▸ DIRECTIONS FOR THIS TASK: Find every one of the lines below that contains the word "trace" and copy each of them in full.

[begin STORED RECORDS]

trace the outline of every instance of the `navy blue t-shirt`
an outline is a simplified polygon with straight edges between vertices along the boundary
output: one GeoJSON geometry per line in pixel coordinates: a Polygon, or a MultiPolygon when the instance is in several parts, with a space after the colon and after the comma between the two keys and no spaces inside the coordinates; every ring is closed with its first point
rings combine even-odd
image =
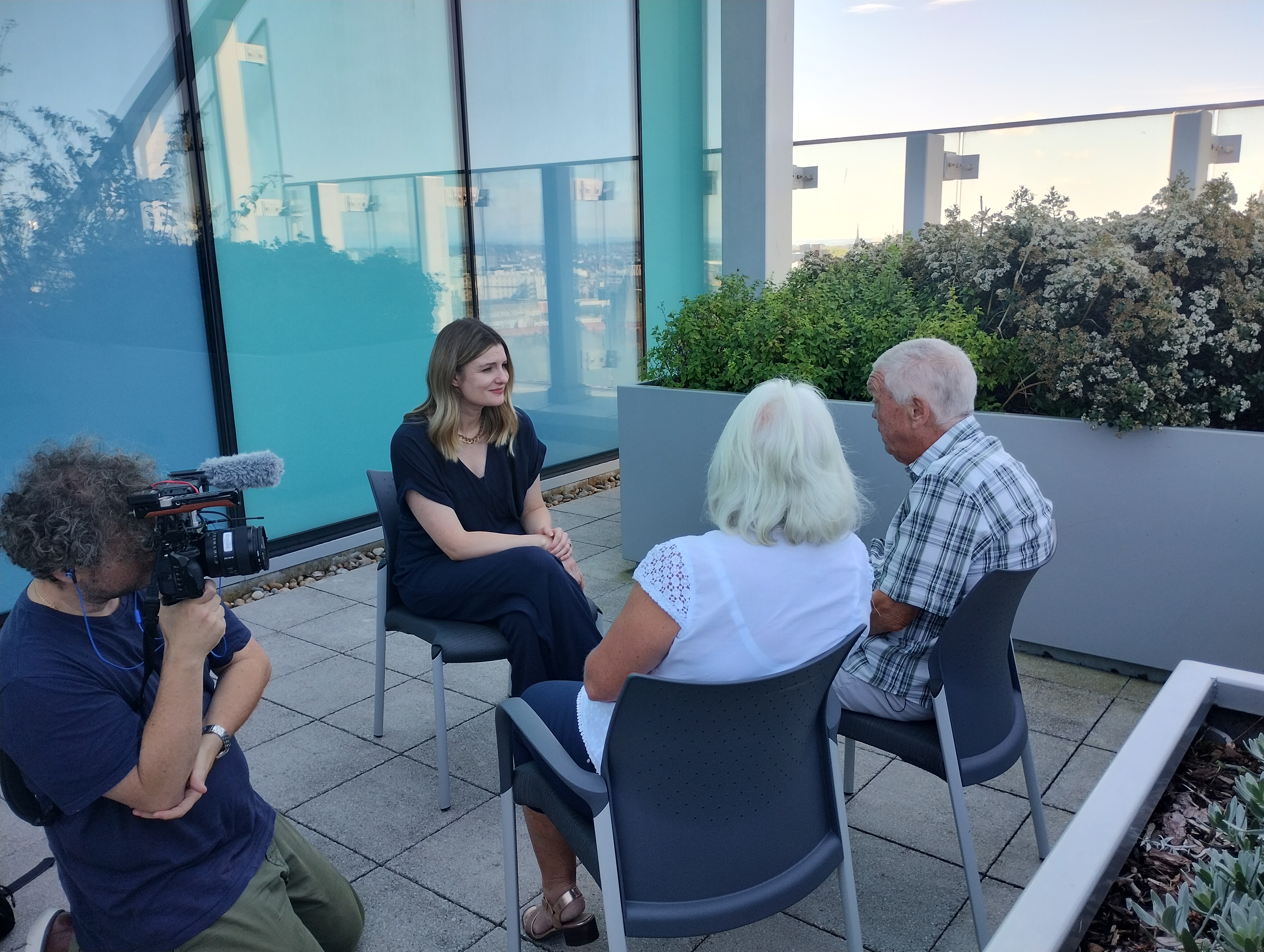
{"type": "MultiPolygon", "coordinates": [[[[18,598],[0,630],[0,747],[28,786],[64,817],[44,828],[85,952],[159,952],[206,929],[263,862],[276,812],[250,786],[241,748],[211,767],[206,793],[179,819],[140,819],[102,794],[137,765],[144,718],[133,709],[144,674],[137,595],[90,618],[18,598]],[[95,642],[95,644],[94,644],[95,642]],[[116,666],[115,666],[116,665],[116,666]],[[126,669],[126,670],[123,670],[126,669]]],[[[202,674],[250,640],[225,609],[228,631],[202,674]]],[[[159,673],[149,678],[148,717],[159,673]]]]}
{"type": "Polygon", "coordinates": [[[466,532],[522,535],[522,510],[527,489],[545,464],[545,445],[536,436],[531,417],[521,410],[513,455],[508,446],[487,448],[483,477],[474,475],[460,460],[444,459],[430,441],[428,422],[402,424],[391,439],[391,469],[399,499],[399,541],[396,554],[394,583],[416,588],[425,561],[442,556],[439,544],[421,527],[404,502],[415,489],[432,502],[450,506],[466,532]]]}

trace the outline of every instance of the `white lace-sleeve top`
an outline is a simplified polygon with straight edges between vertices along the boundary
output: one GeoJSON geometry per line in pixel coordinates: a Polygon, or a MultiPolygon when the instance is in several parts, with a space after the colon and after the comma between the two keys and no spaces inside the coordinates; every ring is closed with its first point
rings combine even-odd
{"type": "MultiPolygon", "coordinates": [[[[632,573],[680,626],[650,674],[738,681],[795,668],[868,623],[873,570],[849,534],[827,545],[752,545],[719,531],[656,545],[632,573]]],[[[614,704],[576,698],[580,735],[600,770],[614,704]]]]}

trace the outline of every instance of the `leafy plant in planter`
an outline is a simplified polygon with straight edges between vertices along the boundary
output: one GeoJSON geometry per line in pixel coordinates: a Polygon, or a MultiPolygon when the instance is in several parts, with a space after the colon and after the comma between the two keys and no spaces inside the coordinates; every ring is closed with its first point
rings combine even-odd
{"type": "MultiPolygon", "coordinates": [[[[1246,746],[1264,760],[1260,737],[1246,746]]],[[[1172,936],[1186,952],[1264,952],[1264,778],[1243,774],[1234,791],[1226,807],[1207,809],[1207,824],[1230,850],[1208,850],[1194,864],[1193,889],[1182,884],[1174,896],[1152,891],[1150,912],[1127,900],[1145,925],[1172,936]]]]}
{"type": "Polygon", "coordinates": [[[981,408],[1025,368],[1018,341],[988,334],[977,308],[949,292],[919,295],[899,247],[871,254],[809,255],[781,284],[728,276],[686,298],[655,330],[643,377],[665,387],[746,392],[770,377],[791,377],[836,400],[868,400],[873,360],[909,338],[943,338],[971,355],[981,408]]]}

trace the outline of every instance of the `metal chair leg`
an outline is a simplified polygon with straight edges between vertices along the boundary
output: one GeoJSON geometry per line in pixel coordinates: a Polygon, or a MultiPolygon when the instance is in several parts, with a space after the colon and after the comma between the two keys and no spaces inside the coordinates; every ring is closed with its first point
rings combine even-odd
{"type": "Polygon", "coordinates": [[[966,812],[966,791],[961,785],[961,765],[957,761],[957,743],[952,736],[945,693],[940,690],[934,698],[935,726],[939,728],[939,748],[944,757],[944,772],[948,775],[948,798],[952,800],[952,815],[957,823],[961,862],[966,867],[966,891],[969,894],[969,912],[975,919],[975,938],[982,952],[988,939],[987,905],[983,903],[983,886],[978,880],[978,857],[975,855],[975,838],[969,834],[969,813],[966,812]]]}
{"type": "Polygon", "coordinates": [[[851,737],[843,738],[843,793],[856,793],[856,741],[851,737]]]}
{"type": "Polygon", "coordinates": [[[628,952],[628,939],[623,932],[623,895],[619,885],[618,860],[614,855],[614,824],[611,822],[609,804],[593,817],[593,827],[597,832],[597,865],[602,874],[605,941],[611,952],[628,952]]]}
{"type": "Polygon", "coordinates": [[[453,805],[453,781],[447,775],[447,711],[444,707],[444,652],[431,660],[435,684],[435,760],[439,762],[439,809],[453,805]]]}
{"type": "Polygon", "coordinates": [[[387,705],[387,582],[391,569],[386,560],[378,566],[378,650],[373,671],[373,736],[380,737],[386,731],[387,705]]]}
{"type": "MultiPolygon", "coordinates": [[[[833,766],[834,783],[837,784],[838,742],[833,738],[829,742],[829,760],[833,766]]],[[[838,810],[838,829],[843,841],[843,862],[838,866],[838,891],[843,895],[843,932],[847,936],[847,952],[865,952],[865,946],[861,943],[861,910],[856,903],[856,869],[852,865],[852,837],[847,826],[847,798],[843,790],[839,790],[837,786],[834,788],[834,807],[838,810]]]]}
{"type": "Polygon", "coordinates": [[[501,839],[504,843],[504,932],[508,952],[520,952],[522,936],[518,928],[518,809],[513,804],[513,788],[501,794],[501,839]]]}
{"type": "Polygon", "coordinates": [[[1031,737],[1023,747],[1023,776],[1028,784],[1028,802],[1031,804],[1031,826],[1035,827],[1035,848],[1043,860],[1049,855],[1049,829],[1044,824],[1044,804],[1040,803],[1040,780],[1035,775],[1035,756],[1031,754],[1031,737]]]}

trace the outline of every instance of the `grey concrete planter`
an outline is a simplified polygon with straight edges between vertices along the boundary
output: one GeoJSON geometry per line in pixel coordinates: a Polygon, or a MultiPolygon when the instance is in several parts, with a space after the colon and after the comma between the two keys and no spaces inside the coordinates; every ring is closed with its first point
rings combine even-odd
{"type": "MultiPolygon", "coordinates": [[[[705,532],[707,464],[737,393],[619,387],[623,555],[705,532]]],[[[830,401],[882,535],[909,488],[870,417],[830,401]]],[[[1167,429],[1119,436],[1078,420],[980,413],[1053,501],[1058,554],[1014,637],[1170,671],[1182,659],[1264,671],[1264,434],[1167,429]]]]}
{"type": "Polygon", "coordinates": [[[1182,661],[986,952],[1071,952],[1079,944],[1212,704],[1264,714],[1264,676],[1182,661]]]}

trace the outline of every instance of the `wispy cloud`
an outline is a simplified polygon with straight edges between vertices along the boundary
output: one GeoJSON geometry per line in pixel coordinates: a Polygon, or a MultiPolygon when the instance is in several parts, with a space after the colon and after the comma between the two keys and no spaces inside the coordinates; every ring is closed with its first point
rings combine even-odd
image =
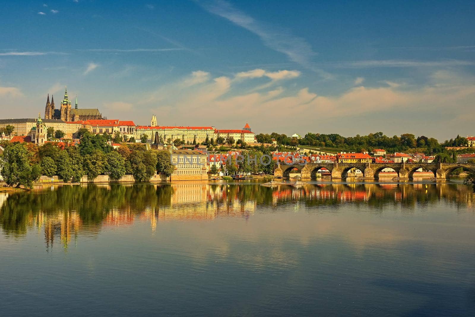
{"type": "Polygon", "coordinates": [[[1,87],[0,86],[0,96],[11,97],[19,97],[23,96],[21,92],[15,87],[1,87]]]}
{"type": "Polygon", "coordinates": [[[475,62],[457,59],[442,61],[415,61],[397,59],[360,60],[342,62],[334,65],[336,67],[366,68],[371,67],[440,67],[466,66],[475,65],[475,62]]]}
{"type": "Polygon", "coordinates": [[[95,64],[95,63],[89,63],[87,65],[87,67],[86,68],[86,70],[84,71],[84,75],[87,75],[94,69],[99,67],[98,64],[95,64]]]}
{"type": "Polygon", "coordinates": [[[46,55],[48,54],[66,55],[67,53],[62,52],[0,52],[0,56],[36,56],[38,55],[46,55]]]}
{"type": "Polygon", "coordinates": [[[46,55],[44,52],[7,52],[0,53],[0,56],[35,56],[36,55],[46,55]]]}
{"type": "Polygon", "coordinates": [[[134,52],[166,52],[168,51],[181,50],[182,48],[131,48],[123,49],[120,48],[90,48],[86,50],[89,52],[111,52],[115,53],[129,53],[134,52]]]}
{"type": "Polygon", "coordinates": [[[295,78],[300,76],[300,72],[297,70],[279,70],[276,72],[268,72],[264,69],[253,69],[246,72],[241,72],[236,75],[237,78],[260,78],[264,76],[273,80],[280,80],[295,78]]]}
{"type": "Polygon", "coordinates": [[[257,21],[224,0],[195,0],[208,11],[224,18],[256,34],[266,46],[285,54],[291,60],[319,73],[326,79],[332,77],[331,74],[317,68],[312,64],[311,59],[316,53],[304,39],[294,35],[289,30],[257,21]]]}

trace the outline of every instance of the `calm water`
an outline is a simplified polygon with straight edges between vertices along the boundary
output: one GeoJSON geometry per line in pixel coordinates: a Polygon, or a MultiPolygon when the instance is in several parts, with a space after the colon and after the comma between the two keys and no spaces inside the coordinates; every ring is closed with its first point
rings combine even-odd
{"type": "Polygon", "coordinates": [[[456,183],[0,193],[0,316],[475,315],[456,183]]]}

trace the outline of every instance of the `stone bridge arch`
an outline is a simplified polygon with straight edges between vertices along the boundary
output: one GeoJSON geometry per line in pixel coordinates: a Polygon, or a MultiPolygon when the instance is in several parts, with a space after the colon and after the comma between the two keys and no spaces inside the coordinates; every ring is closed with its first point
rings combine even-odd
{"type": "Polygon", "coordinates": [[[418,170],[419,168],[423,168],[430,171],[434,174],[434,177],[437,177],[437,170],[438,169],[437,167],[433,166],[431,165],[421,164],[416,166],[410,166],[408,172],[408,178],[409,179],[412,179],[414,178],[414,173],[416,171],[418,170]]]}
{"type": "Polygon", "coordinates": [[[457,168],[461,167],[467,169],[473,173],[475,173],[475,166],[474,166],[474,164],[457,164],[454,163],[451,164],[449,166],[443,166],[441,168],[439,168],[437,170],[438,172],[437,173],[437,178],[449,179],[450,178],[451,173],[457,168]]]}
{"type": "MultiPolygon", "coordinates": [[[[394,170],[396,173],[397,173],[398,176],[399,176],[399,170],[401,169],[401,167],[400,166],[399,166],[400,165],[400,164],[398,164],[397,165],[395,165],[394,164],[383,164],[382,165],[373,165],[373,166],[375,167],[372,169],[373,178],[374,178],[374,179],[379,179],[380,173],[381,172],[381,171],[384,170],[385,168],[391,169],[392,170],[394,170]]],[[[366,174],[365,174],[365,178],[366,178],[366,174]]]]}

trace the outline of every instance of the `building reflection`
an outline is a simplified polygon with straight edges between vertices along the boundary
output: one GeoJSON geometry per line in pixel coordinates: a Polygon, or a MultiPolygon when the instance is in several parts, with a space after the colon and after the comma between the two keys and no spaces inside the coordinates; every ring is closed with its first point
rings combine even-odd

[end STORED RECORDS]

▸ COMPLETED EXERCISE:
trace the outline of every instance of the `navy blue t-shirt`
trace the outline of every instance of the `white lace-sleeve top`
trace the outline of every instance of the `leafy plant in planter`
trace the outline of every instance of the `metal chair leg`
trace the outline of every instance of the `grey concrete planter`
trace the outline of every instance of the `wispy cloud`
trace the outline of every instance of the `calm water`
trace the outline of every instance of the `stone bridge arch`
trace the outline of every instance of the `building reflection`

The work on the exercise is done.